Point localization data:
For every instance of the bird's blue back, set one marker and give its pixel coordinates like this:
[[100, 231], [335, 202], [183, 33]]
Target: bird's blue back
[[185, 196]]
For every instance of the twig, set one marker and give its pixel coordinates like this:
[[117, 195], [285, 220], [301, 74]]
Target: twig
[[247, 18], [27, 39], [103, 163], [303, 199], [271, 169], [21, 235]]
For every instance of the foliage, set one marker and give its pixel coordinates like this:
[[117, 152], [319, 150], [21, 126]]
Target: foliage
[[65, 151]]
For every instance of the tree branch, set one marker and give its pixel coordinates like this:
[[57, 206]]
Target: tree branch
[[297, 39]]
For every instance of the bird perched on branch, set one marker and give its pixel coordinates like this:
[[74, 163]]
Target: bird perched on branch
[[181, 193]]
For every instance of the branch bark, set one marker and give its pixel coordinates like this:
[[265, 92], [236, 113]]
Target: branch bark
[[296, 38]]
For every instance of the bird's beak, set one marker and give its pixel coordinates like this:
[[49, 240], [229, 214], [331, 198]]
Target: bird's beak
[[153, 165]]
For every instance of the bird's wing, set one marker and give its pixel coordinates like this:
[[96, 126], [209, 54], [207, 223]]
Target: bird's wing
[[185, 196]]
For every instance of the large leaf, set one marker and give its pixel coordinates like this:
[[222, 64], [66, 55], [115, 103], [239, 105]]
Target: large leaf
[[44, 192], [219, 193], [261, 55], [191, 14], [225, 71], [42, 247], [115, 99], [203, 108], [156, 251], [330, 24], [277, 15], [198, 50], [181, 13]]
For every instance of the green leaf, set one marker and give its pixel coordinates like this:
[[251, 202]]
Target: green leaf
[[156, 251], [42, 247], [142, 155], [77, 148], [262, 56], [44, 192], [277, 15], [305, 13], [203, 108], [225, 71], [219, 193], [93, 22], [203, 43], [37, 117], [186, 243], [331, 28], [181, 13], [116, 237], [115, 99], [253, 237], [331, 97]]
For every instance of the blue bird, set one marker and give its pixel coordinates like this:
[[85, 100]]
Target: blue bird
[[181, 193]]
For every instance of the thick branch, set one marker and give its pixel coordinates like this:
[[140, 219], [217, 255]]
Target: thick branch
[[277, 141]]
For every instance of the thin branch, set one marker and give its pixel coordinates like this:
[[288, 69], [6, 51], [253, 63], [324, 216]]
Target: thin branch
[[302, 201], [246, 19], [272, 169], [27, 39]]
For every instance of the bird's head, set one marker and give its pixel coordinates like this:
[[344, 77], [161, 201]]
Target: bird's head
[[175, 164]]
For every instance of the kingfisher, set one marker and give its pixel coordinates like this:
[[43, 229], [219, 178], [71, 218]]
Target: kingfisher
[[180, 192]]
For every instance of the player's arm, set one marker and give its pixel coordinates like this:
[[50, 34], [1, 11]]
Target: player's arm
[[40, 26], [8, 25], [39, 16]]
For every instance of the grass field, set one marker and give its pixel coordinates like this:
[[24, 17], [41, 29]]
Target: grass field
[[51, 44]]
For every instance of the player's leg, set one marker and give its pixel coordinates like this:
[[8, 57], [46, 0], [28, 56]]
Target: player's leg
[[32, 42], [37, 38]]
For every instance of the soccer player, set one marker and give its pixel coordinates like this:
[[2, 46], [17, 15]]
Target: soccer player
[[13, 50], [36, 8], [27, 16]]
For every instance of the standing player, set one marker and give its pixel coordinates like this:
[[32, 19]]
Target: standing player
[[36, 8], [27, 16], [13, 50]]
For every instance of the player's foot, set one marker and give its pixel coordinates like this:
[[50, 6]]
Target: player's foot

*Task to complete*
List each line of the entries that holds the string "foot".

*Solved problem*
For every instance of the player's foot, set one marker and give its pixel coordinates like this:
Target: player's foot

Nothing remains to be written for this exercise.